PROMPT:
Take the lines of the data below from the very first through the line containing "In this exercise you will indicate the rocky shoreline" and output them exactly, pictures excluded.

EXERCISE MATERIAL:
┄┄┄┄┄┄┄┄┄┄
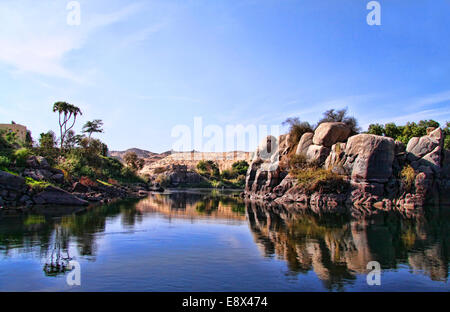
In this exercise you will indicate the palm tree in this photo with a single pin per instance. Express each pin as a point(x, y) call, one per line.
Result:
point(93, 126)
point(66, 111)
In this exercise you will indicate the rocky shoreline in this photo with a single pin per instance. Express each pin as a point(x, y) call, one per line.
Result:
point(370, 166)
point(16, 193)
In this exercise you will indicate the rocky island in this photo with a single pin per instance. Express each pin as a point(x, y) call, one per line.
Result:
point(331, 170)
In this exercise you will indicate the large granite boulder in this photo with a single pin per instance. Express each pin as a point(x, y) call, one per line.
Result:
point(317, 154)
point(420, 146)
point(329, 133)
point(427, 150)
point(304, 143)
point(12, 182)
point(369, 158)
point(55, 196)
point(336, 158)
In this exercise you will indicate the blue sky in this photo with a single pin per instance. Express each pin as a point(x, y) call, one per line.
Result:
point(147, 66)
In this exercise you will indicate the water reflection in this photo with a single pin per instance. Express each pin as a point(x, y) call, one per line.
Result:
point(336, 248)
point(214, 205)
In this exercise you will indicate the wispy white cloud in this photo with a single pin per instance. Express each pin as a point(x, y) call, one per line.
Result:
point(35, 38)
point(431, 99)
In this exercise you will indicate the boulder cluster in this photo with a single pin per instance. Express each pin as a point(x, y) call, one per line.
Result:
point(371, 165)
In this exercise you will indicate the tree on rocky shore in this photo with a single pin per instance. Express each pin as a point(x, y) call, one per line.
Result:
point(333, 115)
point(133, 161)
point(94, 126)
point(297, 128)
point(66, 112)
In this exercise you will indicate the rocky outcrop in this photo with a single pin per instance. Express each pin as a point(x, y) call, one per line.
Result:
point(427, 150)
point(56, 196)
point(17, 192)
point(371, 164)
point(304, 143)
point(178, 175)
point(329, 133)
point(369, 158)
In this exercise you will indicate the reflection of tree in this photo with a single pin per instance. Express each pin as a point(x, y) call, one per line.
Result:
point(338, 248)
point(195, 205)
point(50, 236)
point(58, 261)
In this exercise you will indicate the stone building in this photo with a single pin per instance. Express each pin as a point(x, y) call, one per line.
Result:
point(20, 130)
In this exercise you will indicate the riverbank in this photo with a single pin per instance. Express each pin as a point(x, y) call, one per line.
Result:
point(331, 170)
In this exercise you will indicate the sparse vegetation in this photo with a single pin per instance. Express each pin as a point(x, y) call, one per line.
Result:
point(133, 161)
point(208, 169)
point(36, 185)
point(408, 176)
point(296, 129)
point(20, 156)
point(320, 180)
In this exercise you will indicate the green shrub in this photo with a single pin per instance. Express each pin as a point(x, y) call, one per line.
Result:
point(296, 129)
point(5, 162)
point(36, 185)
point(208, 168)
point(159, 170)
point(228, 174)
point(240, 167)
point(163, 180)
point(408, 176)
point(21, 155)
point(320, 180)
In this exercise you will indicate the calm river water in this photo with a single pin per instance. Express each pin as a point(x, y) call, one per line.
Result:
point(211, 241)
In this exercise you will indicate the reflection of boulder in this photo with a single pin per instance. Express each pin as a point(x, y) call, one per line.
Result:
point(336, 249)
point(430, 260)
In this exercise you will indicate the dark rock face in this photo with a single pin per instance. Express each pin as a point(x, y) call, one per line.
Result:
point(369, 158)
point(11, 182)
point(305, 142)
point(371, 164)
point(56, 196)
point(80, 188)
point(329, 133)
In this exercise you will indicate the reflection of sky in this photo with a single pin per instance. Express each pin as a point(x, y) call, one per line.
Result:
point(177, 255)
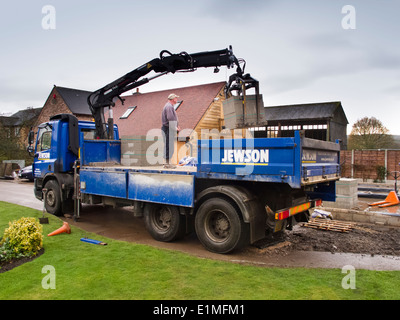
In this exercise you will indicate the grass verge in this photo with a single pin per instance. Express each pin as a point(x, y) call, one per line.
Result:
point(123, 270)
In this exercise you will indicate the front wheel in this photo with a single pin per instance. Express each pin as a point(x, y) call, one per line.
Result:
point(164, 223)
point(219, 226)
point(52, 199)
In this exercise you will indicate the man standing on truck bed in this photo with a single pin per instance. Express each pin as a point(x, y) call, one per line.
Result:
point(170, 128)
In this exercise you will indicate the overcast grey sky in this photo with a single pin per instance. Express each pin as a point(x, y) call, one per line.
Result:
point(298, 50)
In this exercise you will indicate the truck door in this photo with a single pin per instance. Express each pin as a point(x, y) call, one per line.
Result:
point(43, 162)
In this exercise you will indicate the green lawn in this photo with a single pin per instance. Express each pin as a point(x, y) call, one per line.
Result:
point(123, 270)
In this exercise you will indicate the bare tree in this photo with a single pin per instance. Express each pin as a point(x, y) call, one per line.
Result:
point(369, 133)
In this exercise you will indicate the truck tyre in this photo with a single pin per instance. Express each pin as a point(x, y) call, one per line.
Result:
point(52, 200)
point(164, 222)
point(219, 226)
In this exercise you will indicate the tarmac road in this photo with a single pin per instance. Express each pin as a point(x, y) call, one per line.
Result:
point(121, 225)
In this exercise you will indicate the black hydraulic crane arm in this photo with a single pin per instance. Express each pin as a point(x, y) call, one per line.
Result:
point(166, 63)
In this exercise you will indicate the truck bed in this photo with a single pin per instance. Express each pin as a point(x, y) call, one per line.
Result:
point(294, 161)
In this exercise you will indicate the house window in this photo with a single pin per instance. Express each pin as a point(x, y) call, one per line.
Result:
point(177, 105)
point(128, 112)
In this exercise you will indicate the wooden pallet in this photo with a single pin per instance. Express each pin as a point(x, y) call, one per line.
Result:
point(330, 225)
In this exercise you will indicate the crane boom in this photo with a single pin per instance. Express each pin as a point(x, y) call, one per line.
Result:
point(166, 63)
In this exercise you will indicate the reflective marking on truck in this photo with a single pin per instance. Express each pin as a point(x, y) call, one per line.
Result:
point(245, 157)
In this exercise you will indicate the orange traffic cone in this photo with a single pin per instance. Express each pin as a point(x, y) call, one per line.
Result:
point(391, 200)
point(65, 228)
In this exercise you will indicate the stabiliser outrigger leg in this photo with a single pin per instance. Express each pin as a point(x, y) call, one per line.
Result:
point(167, 63)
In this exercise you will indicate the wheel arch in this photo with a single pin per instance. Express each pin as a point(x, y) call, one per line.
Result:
point(246, 203)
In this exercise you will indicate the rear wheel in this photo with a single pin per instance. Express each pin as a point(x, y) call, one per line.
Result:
point(52, 199)
point(219, 226)
point(164, 223)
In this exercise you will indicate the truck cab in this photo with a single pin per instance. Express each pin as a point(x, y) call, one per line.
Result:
point(55, 154)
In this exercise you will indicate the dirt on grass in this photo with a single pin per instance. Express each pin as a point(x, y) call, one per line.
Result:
point(361, 239)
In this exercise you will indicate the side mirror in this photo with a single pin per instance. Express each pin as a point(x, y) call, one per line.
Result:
point(31, 137)
point(31, 140)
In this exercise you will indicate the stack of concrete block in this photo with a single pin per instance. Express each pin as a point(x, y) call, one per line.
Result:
point(346, 194)
point(238, 116)
point(134, 150)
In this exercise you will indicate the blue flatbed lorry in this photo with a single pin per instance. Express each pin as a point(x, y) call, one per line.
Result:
point(240, 191)
point(236, 195)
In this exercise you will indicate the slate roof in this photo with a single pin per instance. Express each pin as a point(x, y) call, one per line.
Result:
point(322, 110)
point(26, 115)
point(147, 115)
point(75, 99)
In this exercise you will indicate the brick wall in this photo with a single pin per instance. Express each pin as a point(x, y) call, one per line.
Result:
point(365, 164)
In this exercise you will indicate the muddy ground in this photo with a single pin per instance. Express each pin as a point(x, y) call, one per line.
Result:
point(365, 246)
point(363, 239)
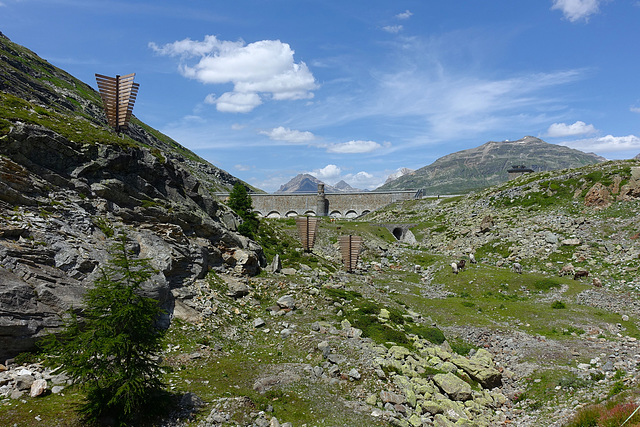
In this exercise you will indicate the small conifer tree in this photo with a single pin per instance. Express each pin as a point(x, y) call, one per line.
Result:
point(240, 202)
point(110, 352)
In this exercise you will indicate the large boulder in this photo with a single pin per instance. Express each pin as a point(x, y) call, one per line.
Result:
point(453, 386)
point(480, 368)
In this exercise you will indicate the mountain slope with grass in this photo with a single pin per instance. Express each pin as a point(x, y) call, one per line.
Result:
point(406, 341)
point(69, 185)
point(37, 93)
point(515, 338)
point(487, 165)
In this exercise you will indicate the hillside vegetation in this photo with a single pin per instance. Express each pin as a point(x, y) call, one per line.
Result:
point(313, 345)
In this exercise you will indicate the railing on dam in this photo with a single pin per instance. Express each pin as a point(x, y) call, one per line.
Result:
point(339, 205)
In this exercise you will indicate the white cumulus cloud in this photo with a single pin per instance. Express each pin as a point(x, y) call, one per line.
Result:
point(265, 67)
point(289, 135)
point(575, 10)
point(327, 173)
point(355, 147)
point(563, 129)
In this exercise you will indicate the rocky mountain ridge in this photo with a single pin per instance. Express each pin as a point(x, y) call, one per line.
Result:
point(306, 183)
point(68, 185)
point(487, 165)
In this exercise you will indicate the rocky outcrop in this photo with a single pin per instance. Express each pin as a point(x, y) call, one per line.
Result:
point(61, 202)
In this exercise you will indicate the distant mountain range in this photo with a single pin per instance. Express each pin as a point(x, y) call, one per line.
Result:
point(305, 183)
point(487, 165)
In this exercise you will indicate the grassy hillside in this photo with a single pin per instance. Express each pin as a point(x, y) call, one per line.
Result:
point(35, 92)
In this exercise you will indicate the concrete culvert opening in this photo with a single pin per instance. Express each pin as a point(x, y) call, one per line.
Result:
point(397, 233)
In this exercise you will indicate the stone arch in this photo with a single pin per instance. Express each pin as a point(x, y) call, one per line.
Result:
point(398, 232)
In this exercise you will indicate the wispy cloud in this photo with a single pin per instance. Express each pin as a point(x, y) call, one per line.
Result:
point(404, 15)
point(393, 29)
point(576, 10)
point(259, 69)
point(331, 174)
point(355, 147)
point(563, 129)
point(452, 104)
point(289, 135)
point(607, 144)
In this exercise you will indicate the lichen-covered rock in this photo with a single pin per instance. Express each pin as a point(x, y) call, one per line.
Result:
point(453, 386)
point(480, 368)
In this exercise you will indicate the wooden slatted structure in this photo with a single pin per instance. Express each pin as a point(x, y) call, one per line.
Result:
point(307, 230)
point(118, 96)
point(350, 249)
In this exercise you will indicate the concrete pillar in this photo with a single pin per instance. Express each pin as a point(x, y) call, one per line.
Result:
point(322, 206)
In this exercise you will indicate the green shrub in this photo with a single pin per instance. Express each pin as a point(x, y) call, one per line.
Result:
point(337, 294)
point(110, 353)
point(586, 417)
point(546, 284)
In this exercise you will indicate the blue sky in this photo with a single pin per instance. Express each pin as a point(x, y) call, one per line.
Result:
point(354, 90)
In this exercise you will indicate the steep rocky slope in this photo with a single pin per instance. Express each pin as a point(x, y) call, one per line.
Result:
point(68, 185)
point(487, 165)
point(405, 341)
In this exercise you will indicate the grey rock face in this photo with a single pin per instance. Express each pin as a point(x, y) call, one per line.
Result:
point(61, 202)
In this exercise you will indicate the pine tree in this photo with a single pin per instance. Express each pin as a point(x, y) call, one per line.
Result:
point(241, 203)
point(110, 352)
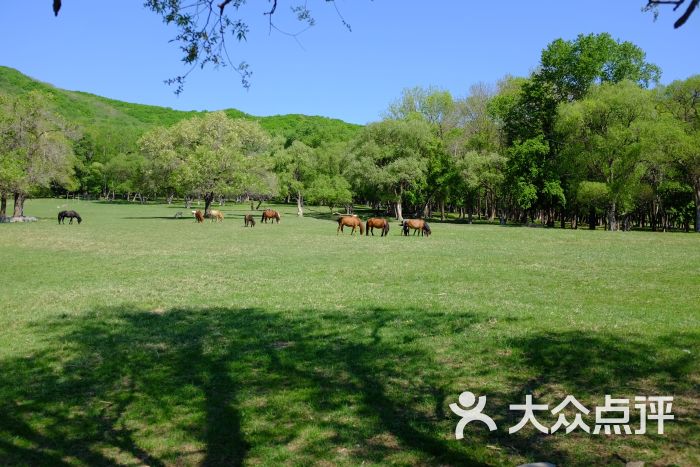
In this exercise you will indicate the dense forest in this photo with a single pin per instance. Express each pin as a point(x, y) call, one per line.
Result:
point(590, 138)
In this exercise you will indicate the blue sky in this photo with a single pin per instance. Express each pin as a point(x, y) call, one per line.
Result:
point(123, 52)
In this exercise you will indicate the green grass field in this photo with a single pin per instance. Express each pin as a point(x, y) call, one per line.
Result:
point(140, 339)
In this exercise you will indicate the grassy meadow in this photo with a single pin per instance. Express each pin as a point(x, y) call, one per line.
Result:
point(139, 339)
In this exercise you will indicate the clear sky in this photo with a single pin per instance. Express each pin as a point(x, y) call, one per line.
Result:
point(122, 52)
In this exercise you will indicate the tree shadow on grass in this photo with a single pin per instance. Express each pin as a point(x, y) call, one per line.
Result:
point(220, 386)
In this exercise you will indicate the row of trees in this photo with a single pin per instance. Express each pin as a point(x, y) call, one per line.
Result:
point(583, 139)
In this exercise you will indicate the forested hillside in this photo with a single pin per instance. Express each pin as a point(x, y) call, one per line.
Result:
point(110, 126)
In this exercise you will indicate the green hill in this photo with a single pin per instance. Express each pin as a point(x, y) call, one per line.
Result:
point(110, 126)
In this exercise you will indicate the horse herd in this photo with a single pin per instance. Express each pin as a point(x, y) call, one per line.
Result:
point(417, 225)
point(352, 221)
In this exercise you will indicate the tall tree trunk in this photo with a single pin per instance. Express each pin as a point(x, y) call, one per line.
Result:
point(612, 217)
point(592, 221)
point(208, 198)
point(19, 205)
point(696, 183)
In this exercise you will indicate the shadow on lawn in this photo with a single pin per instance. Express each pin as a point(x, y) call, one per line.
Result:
point(218, 386)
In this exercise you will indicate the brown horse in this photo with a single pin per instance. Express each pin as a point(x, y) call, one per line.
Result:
point(350, 221)
point(63, 215)
point(215, 215)
point(270, 214)
point(417, 225)
point(377, 223)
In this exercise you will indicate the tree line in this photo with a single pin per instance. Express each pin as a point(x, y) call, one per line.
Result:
point(589, 138)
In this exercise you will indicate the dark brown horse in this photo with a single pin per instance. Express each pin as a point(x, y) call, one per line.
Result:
point(350, 221)
point(418, 225)
point(70, 215)
point(377, 223)
point(270, 214)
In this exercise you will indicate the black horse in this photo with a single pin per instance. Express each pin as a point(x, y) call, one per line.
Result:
point(70, 215)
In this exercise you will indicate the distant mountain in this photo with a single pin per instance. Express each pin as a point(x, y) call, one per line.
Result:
point(113, 126)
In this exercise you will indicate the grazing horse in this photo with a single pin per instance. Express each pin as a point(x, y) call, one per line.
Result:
point(270, 214)
point(70, 215)
point(350, 221)
point(417, 225)
point(377, 223)
point(216, 215)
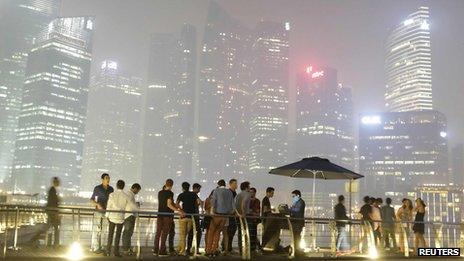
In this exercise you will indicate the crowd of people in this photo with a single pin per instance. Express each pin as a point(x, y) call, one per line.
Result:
point(385, 223)
point(225, 209)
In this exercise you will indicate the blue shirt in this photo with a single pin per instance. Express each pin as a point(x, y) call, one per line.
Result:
point(101, 195)
point(222, 201)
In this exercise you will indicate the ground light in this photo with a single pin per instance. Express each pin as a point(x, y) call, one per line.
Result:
point(75, 252)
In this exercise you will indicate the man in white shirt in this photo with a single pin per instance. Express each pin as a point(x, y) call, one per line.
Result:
point(129, 221)
point(117, 201)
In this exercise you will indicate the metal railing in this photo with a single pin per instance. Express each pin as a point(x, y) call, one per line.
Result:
point(318, 237)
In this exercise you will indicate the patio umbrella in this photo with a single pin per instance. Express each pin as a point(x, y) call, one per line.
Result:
point(317, 168)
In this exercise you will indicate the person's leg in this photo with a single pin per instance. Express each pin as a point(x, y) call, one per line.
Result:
point(182, 234)
point(110, 237)
point(159, 228)
point(167, 226)
point(117, 239)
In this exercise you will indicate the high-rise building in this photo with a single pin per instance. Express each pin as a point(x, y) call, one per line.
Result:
point(408, 64)
point(160, 79)
point(444, 203)
point(51, 123)
point(399, 150)
point(324, 118)
point(457, 164)
point(269, 102)
point(113, 127)
point(180, 112)
point(20, 23)
point(223, 130)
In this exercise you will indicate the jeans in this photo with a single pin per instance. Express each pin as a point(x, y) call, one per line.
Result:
point(185, 226)
point(198, 235)
point(214, 232)
point(163, 227)
point(117, 238)
point(98, 222)
point(342, 239)
point(129, 224)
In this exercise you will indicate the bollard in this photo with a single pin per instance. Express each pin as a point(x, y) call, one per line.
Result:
point(292, 236)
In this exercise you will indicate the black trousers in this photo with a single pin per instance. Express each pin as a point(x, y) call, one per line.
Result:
point(117, 238)
point(129, 225)
point(198, 234)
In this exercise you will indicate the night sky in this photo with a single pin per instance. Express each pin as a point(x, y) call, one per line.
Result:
point(348, 35)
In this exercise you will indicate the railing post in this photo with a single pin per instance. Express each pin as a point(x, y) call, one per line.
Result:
point(292, 236)
point(194, 232)
point(15, 242)
point(137, 227)
point(5, 242)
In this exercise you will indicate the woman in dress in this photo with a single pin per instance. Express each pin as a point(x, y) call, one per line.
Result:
point(404, 215)
point(419, 226)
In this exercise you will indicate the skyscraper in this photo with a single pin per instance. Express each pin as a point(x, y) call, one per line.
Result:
point(20, 23)
point(51, 122)
point(223, 131)
point(408, 64)
point(324, 125)
point(269, 91)
point(399, 150)
point(113, 127)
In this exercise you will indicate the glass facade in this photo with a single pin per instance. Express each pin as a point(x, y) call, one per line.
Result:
point(408, 64)
point(51, 123)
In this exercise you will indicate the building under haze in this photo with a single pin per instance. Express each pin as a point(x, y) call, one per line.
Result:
point(324, 121)
point(50, 132)
point(399, 150)
point(20, 23)
point(408, 64)
point(223, 130)
point(269, 102)
point(113, 127)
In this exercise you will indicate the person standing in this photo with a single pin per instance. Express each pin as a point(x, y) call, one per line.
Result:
point(340, 216)
point(297, 212)
point(255, 208)
point(231, 225)
point(242, 205)
point(404, 215)
point(99, 199)
point(166, 209)
point(187, 201)
point(388, 224)
point(266, 211)
point(222, 206)
point(117, 201)
point(129, 218)
point(419, 226)
point(53, 216)
point(196, 189)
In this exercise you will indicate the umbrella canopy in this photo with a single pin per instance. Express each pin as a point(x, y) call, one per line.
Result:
point(315, 167)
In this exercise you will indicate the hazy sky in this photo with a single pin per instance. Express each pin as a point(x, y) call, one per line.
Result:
point(345, 34)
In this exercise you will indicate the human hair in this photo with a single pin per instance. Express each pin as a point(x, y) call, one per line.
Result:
point(120, 184)
point(388, 201)
point(185, 186)
point(221, 183)
point(169, 183)
point(244, 185)
point(366, 199)
point(136, 186)
point(297, 192)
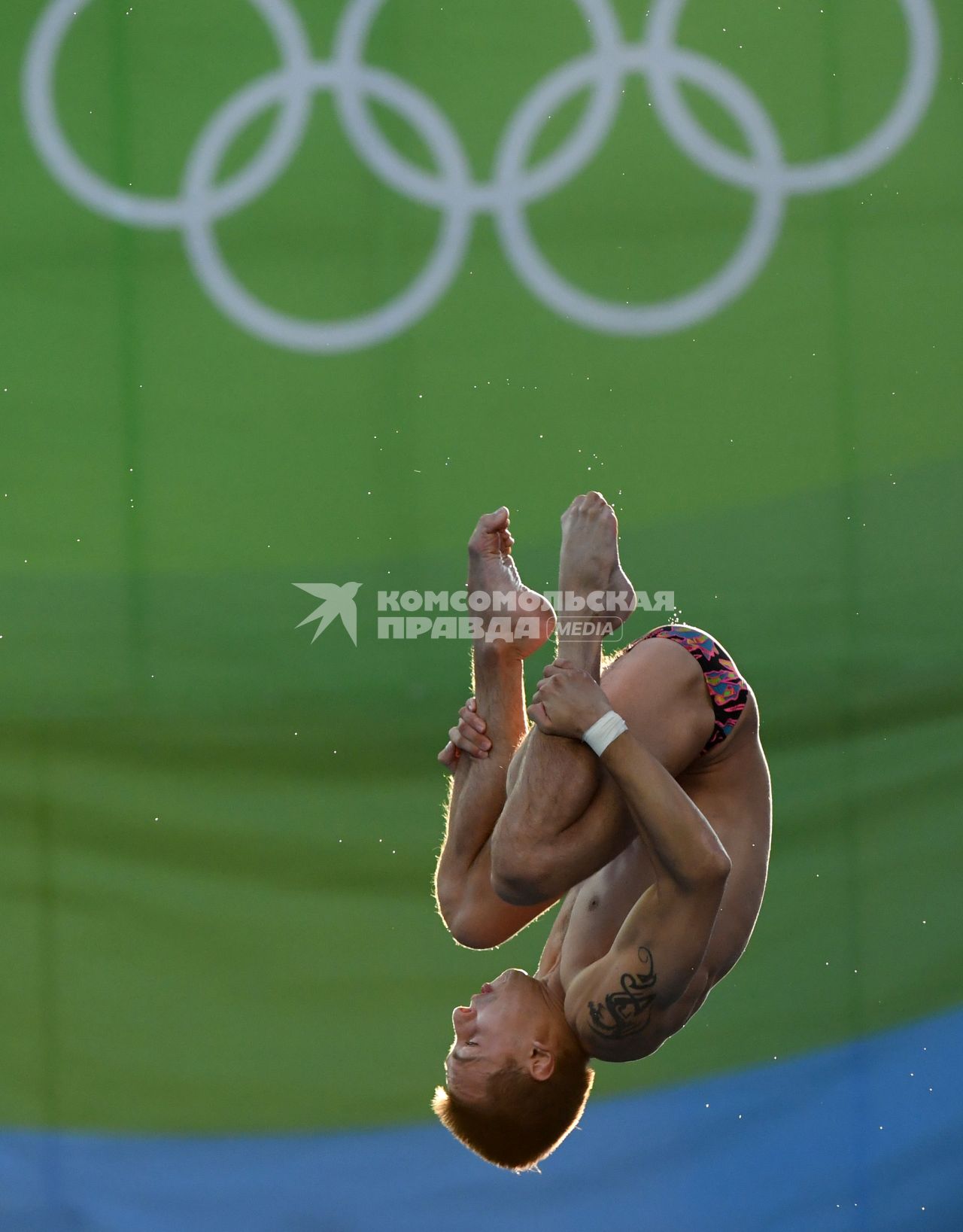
┄┄┄┄┄┄┄┄┄┄
ANSWER BOX:
In this exercise you will indicate the palm tree in this photo with a single pin per instance. Express each pin as a point(x, y) call, one per line.
Result:
point(93, 126)
point(66, 111)
In this exercise you will indicate the rocky shoreline in this photo with a single pin per instance. Express each pin as a point(x, y) call, one per line.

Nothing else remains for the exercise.